Data listing =
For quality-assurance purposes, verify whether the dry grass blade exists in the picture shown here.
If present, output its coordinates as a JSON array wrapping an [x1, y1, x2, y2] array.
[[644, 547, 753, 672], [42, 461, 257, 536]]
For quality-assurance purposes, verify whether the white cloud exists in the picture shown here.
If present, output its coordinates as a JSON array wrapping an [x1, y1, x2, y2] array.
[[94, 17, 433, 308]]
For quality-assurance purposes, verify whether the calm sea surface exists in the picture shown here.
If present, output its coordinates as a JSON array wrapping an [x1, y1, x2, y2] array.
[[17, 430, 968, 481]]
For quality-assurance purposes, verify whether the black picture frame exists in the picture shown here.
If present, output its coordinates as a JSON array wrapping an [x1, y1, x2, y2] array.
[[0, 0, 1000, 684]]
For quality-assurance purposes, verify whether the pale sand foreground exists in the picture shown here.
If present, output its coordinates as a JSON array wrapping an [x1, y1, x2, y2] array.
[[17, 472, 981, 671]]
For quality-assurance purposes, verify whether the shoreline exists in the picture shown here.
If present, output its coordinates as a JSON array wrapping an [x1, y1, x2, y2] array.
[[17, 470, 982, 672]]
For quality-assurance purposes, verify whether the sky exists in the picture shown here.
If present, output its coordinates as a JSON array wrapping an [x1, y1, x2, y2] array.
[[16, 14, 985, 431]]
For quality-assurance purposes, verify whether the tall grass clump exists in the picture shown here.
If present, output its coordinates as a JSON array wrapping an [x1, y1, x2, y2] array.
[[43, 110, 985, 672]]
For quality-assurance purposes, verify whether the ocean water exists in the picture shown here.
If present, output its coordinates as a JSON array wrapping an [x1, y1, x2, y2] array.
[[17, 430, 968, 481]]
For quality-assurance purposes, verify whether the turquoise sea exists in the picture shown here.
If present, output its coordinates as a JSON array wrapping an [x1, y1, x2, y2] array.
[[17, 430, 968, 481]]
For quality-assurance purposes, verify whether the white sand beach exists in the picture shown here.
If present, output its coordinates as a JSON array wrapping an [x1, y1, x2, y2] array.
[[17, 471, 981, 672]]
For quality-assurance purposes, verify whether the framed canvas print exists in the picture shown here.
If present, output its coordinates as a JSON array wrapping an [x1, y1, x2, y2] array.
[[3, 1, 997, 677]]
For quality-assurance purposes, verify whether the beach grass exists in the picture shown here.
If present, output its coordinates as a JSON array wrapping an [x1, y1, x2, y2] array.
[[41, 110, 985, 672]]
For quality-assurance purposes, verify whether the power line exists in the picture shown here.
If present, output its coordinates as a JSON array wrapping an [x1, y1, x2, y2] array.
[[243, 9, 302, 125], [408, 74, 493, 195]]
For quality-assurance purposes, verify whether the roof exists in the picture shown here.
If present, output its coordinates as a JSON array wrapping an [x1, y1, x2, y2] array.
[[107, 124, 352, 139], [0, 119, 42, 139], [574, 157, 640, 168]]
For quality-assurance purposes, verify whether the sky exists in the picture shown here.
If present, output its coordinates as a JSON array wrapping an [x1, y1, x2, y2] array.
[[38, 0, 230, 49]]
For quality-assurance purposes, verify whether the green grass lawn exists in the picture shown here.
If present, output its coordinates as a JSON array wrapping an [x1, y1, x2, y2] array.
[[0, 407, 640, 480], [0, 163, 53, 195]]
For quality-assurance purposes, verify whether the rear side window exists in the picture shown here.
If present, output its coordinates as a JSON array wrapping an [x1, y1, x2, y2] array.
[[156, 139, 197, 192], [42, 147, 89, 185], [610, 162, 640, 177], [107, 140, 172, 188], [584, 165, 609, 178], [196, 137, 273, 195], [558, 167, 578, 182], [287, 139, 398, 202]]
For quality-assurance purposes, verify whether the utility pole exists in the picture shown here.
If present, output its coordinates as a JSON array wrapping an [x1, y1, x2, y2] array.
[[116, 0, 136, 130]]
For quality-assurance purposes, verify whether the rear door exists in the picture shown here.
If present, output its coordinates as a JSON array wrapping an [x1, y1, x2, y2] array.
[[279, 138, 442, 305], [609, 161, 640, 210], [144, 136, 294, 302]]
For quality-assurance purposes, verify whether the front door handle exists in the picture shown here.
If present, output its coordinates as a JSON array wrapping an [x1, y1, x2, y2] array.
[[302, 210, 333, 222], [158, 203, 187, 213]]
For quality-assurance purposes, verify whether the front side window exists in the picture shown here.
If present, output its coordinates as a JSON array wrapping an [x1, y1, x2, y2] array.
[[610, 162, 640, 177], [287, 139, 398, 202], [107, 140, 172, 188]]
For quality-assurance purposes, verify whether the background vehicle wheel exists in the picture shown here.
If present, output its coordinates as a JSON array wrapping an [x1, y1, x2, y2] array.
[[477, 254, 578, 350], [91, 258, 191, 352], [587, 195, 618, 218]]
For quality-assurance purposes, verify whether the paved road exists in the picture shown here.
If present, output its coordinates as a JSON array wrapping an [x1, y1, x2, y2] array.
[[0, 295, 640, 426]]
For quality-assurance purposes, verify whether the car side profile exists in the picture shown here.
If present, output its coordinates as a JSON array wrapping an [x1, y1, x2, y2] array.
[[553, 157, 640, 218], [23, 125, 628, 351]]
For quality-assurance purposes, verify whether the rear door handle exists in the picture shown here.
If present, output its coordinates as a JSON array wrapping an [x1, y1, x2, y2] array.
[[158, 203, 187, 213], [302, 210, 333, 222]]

Short task =
Rescale the rows from the line with "For quality-assurance purposes, verify whether the green" up to and including the line with "[[0, 407, 640, 480], [0, 163, 53, 195]]". Give only those lines again, requests included, with every bounding-box coordinate in the answers multiplied by 1.75 and rounded to a whole number, halves rounded up.

Output =
For quality-assurance purposes, verify whether the green grass lawn exists in the picture shown here.
If present, output its coordinates as a JSON array wrapping an [x1, y1, x2, y2] array.
[[0, 712, 1120, 840], [0, 285, 93, 341]]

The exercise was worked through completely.